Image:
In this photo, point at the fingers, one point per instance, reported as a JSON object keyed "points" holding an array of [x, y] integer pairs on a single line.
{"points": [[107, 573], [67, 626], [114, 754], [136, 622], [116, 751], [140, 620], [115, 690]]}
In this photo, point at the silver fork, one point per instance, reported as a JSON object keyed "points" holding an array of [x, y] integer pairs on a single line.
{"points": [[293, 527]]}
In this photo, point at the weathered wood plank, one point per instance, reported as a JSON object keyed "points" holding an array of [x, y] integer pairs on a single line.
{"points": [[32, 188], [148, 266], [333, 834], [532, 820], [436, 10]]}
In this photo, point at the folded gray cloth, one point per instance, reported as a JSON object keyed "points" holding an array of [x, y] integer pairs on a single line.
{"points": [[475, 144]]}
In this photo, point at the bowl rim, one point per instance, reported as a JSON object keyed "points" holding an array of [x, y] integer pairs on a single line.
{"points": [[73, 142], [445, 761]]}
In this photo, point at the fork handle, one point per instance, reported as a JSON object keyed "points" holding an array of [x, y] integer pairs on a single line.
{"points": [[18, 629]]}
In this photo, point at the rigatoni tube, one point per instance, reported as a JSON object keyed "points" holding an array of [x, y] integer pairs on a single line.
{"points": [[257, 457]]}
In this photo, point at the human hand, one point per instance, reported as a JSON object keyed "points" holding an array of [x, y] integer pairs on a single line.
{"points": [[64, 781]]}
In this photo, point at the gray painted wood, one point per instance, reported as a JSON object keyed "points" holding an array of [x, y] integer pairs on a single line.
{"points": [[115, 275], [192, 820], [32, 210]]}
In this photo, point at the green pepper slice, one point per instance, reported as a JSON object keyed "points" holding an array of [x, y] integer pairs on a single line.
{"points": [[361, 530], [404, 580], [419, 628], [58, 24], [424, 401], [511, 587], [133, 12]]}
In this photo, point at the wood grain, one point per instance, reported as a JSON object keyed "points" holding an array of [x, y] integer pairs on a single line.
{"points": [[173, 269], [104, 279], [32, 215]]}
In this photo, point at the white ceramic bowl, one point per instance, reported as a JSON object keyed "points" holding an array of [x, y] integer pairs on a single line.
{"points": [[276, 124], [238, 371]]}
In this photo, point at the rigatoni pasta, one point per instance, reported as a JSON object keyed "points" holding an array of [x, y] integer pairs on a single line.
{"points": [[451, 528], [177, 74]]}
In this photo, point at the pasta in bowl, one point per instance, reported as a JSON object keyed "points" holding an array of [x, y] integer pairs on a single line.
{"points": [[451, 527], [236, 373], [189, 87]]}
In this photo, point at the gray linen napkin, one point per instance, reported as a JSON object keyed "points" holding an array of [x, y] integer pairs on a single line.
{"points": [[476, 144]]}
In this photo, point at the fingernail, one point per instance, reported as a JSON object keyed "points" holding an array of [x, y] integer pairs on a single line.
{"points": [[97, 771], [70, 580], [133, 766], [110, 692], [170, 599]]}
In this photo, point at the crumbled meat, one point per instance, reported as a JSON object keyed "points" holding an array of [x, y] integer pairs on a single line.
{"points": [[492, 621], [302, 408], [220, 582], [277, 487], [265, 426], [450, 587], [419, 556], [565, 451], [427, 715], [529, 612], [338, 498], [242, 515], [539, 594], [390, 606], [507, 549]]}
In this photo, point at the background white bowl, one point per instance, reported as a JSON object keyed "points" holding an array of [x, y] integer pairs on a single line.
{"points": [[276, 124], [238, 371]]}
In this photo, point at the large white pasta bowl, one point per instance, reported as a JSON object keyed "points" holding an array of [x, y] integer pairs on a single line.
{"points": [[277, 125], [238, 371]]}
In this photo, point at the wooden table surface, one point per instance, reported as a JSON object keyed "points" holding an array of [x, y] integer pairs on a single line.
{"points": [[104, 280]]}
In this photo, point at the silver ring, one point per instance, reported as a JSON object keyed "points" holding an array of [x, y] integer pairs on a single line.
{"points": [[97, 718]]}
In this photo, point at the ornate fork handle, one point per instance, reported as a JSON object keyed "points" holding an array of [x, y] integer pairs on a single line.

▶ [AIM OF THE EXERCISE] Output the listing once more. Leave each word as it stands.

▶ [EXERCISE OUTPUT]
Image:
In this photo, point at the fingers, one point per instance, reported as a JSON object keyed "points" holding an array of [x, y] integer pairs on a single line.
{"points": [[107, 573], [67, 626], [114, 754], [136, 622], [116, 751], [140, 620], [115, 690]]}
In this photo, point at the silver fork, one point per instance, reported as a JSON object keyed "points" holding an array of [x, y] integer pairs on a single line.
{"points": [[293, 527]]}
In this photo, point at the weathered wood plank, one point per instance, reported as a JSON object keyed "points" holding an array of [x, y] integer pairs on a single line.
{"points": [[32, 188], [148, 266], [333, 834], [532, 820], [436, 10]]}
In this photo, point at the folded gray cloth, one point per instance, reported as a JSON object keyed "points" holding an array of [x, y] integer pairs on a single line.
{"points": [[475, 144]]}
In this photo, point at the bowl rim, one point per instance, reported as a JSON object keyed "points" holding an array of [x, y] integer pairs on a single line.
{"points": [[73, 142], [445, 761]]}
In this photo, point at the fork handle, one point per instance, reported as a JSON object keyed "points" holding an array of [x, y] integer pairs on a single line.
{"points": [[18, 629]]}
In this photo, point at the rigatoni tube, one point per instance, reported as a JSON object keyed "points" holding an array of [x, y] integer pairs on a single line.
{"points": [[257, 457]]}
In this photo, point at the human hand, one point per instance, reported as a JSON object keyed "points" holding an array of [x, y] integer pairs on a single line.
{"points": [[64, 781]]}
In this photo, point at the gray painted wood, one point per instance, reported as a JSON object keyed "points" holding an array of [x, y] integer pairs on a single line.
{"points": [[115, 275], [192, 820], [32, 210]]}
In this photo, point at the green pepper slice, one point per instance, reported as a JSON object keyed "points" holding an array of [x, y] integer pairs on a single line.
{"points": [[361, 530], [404, 580], [419, 628], [58, 24], [424, 401], [511, 587], [133, 12]]}
In this photo, point at the wood grain, one point per instance, reported as a JSON object keyed "points" holding an array of [x, y] integer pairs on a single line.
{"points": [[173, 269], [104, 279], [32, 215]]}
In this photo, point at the white ceramic bowl, one point per instance, reported as a JSON object keyed "points" holding an array of [x, y] integer pairs on a single line.
{"points": [[276, 124], [238, 371]]}
In this photo, point at the rigatoni pasta, one point per instance, reported as a JSON object keyed "points" holding an array of [x, y] integer pairs on a single line.
{"points": [[451, 528], [177, 74]]}
In this photo, point at the pasta in bowl, one point per instance, reported as a JSON object keyed "points" holding an array of [x, y] integer pairs on a single line.
{"points": [[451, 527], [236, 373], [189, 87]]}
In this photo, point at the gray linen napkin, one point per instance, reported as a JSON object keyed "points" holding an array of [x, y] integer pairs on a single line.
{"points": [[476, 144]]}
In this photo, point at the fingernail, one point per instance, reported as a JSON object keyed "points" holding an array of [x, y] integer pairs on a single line.
{"points": [[97, 771], [70, 580], [133, 766], [110, 692], [170, 599]]}
In this photo, point at the crumbled meat, one point per instance, reported as a JSON object keyed "points" holding an array of [x, y] integer pairs on a single line.
{"points": [[492, 621], [302, 408], [220, 582], [277, 487], [265, 426], [450, 587], [419, 556], [565, 451], [427, 715], [529, 612], [338, 498], [242, 515], [539, 594], [390, 606], [507, 549]]}
In this photo, point at the background white bowl, one point per instance, reported as a JSON object keyed "points" holding an array of [x, y] integer pairs on a single line.
{"points": [[276, 124], [238, 371]]}
In this photo, point at the large white pasta bowl, one point per instance, reported as a JSON object keyed "points" holding an array of [x, y] integer pairs on a single line.
{"points": [[277, 125], [238, 371]]}
In this photo, point at the wooden table surface, one point per instance, reported as a JSON object keyed "points" holding an array of [x, y] integer pairs on a single line.
{"points": [[104, 280]]}
In this photo, point at the silver ring, one point per instance, reported as a JSON object keyed "points" holding an array of [x, y] integer pairs on a single line.
{"points": [[97, 718]]}
In this photo, point at the ornate fork handle, one point per instance, reported as a JSON object keyed "points" holding an array of [x, y] integer pairs on a single line.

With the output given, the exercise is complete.